Exercise materials >>
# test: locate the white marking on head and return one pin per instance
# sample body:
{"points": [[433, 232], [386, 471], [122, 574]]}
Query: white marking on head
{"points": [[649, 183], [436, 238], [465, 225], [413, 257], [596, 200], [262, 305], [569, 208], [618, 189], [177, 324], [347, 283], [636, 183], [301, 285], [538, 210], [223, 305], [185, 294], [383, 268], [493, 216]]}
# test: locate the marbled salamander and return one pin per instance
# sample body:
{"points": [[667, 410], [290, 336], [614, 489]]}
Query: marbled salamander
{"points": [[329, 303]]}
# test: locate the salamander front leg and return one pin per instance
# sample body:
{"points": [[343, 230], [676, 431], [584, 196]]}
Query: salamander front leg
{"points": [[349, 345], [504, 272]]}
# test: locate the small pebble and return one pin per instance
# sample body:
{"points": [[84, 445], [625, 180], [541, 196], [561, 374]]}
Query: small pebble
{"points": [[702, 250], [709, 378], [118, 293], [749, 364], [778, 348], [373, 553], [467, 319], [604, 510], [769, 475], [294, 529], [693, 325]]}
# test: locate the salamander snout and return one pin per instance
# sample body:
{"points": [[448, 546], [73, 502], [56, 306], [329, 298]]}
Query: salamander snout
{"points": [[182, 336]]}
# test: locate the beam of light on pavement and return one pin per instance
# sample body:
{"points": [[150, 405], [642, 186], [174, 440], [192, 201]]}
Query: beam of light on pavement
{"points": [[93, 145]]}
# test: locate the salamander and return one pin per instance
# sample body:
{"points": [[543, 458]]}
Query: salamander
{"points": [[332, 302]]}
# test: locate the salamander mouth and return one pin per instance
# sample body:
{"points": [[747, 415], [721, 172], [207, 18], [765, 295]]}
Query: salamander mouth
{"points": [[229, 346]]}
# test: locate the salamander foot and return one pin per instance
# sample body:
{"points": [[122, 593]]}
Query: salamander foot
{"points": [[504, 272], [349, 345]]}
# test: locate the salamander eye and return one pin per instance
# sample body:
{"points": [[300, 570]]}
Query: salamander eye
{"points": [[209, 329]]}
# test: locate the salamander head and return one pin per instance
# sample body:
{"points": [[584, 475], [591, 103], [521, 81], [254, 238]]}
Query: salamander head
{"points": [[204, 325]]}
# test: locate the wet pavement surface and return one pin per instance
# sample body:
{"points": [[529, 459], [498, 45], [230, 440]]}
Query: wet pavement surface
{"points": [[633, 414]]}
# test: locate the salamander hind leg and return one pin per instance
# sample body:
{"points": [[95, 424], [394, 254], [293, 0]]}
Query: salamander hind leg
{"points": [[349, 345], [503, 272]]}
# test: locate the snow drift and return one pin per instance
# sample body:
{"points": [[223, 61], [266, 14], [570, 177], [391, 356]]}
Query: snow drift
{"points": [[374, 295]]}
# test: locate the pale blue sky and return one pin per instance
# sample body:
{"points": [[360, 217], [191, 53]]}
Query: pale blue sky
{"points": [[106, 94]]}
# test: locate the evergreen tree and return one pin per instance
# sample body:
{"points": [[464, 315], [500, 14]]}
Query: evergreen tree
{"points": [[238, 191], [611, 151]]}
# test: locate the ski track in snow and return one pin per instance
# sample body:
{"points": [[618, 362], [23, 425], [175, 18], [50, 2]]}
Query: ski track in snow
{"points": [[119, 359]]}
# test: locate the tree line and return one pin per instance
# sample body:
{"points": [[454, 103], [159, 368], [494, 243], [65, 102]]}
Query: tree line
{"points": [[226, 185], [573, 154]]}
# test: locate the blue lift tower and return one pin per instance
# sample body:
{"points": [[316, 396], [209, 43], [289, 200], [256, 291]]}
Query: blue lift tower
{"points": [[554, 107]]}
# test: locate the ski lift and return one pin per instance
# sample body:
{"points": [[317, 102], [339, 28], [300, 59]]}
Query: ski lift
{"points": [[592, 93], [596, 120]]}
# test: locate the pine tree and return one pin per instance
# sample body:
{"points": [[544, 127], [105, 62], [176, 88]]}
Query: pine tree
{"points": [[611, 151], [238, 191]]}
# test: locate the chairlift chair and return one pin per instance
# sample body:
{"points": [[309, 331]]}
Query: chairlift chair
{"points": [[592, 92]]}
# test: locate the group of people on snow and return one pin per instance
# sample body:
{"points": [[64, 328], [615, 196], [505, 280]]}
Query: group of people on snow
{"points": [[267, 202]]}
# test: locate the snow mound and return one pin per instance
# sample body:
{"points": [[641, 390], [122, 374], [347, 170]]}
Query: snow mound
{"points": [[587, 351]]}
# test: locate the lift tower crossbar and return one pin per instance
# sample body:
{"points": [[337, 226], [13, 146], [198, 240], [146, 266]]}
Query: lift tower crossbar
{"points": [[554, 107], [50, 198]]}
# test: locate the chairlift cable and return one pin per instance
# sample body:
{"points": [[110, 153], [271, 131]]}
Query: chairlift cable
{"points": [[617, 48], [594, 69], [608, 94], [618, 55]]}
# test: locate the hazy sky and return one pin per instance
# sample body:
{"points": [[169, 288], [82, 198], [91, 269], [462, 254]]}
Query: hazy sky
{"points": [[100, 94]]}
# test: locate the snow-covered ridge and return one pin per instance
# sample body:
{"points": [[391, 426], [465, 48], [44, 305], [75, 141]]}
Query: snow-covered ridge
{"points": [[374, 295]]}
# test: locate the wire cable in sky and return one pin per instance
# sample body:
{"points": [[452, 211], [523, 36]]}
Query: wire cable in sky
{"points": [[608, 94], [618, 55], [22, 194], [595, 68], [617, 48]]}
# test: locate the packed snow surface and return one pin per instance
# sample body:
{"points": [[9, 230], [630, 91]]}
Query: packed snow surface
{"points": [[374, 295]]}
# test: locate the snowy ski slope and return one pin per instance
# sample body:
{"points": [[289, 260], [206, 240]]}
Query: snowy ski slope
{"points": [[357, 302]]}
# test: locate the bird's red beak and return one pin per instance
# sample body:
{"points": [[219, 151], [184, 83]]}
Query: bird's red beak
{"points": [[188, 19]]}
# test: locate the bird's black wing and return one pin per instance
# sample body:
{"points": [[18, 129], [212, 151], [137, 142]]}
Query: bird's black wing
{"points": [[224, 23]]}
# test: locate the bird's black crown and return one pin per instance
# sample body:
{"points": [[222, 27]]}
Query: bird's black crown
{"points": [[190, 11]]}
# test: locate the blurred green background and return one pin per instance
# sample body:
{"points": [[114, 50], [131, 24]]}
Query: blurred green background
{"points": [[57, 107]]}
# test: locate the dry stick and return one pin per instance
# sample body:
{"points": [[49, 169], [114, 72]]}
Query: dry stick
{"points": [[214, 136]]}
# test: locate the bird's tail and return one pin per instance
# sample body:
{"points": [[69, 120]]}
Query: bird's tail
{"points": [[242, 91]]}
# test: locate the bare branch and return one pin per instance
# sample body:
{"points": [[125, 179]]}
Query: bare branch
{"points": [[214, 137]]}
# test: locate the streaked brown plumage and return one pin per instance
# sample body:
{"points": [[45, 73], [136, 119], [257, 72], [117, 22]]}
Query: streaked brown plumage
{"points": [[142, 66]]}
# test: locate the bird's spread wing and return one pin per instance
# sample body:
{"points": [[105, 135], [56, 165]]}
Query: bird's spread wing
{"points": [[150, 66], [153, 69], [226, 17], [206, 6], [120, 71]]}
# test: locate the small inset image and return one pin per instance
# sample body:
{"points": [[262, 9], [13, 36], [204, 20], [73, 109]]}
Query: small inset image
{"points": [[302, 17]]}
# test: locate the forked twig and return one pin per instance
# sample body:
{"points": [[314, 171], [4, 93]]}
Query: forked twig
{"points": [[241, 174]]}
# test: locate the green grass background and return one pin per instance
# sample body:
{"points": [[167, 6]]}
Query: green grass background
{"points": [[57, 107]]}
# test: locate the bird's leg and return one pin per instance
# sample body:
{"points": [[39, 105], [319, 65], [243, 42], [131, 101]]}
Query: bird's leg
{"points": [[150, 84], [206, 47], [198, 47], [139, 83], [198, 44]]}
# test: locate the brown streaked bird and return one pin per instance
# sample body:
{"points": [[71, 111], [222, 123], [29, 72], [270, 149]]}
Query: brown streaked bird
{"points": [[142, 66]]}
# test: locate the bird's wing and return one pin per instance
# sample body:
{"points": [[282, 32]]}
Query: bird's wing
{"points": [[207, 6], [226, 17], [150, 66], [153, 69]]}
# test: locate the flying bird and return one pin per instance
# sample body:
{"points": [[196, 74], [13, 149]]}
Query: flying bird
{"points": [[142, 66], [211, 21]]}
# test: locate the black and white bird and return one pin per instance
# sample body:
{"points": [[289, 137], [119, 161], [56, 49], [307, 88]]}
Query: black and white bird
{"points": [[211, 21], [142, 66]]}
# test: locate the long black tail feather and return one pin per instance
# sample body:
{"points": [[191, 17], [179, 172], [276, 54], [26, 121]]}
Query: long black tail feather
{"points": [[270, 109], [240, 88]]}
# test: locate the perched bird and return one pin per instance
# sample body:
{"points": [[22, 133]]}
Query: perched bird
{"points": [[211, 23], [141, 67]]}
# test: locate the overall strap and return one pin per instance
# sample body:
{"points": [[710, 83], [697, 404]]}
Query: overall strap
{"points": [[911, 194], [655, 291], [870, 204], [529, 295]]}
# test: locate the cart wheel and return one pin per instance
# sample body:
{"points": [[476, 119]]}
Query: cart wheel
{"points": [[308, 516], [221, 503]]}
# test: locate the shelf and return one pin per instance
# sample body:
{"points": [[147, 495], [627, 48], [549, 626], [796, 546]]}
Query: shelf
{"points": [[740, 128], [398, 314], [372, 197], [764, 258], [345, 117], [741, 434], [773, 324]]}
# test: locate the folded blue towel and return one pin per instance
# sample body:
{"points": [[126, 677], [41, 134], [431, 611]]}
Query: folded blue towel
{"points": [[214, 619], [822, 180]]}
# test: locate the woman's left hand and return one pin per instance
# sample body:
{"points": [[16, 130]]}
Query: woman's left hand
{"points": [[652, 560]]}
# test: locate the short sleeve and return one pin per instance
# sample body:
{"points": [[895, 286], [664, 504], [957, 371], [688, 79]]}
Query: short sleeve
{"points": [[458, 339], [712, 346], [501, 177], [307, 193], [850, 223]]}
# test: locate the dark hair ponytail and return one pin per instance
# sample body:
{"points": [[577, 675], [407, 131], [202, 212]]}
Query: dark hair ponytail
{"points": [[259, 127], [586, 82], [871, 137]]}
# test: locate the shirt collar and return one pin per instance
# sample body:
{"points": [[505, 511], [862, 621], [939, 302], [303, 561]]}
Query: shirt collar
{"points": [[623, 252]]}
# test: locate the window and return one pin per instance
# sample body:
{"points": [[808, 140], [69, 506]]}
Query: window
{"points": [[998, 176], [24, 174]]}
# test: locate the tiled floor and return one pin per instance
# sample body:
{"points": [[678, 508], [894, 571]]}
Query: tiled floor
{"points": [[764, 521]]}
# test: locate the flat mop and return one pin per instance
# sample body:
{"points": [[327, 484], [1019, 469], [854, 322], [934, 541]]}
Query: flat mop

What is required >> Throughout the data above, count the lines where the word "flat" occurs, and report that figure alone.

Solution below >> 2